Sorta like “second star to the right, and straight on till morning” – another literary allusion. 

 

What part of the human psyche is not attracted to this romantic vision? 

 

So it has been for me.  When I signed on to NASA’s payroll, I thought that we would do this shuttle thing for a few years, maybe build a space station, and then we would be off to the Moon and Mars and all the other places in the solar system.  Sometime after that maybe somebody would invent a way to travel to the stars and I could be involved in that, too.  Maybe it was watching too much Star Trek, Star Wars, reading Robert Heinlein; but it also certainly involved too much Homer and his Odysseus. 

 

Circumstances have turned out somewhat different than I expected.  Not that it hasn’t been a great adventure, it’s just that we haven’t gotten very far “beyond the sunset” in over 30 years of trying.  Somewhere along the way, I’ve tried to not grow up. 

 

Time for something new, I suppose. 

 

Lots of folks believe that they can invent/develop/complete new ways to “smite the furrows” of space.  It may be harder than they expect.  On the other hand, maybe there are new tricks that old dogs haven’t yet learned that will revolutionize space travel.  Certainly we need that.

 

Since I started with a ‘high brow’ literary reference, I’ll leave you with another to ponder.  Be sure to read the words carefully to catch the full meaning.

 

Henry IV Part I Act 3 Scene 1 line 53, by William Shakespeare:

 

Glendower:  I can call spirits from the vasty deep

Hotspur:  Why, so can I, or so can any man;

            But will they come when you do call for them?

Chick Flicks and Space Travel

After my son left home for college and marriage, the detente that existed in my home was upset by the lack of parity in the masculine and feminine genders.  In short, my wife and daughter outvoted me at the video rental store on a weekly basis.  We watched a lot of chick flicks in those days.
_____
_WORK INSTRUCTION 1:_ According to the essay on space travel, for how many years has the writer been trying to get "beyond the sunset"?
_WORK INSTRUCTION 2:_ Duplicate the part of the essay on space travel that opens with the words containing "Lots of folks" and closes with "the full meaning.".

_DATA EXCERPT:_
_____
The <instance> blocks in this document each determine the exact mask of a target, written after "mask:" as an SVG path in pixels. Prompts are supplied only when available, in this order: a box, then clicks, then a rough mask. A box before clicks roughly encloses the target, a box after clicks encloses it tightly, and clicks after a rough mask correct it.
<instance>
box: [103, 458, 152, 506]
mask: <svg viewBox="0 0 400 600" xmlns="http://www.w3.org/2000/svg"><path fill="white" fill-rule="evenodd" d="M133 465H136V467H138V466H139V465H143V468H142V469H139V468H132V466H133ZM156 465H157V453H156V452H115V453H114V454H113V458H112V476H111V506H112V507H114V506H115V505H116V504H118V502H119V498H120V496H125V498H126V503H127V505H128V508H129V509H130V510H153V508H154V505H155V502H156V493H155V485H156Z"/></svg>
_____
_RESPONSE BOX 1:_ Over 30 years.

_RESPONSE BOX 2:_
Lots of folks believe that they can invent/develop/complete new ways to “smite the furrows” of space.  It may be harder than they expect.  On the other hand, maybe there are new tricks that old dogs haven’t yet learned that will revolutionize space travel.  Certainly we need that.

 

Since I started with a ‘high brow’ literary reference, I’ll leave you with another to ponder.  Be sure to read the words carefully to catch the full meaning.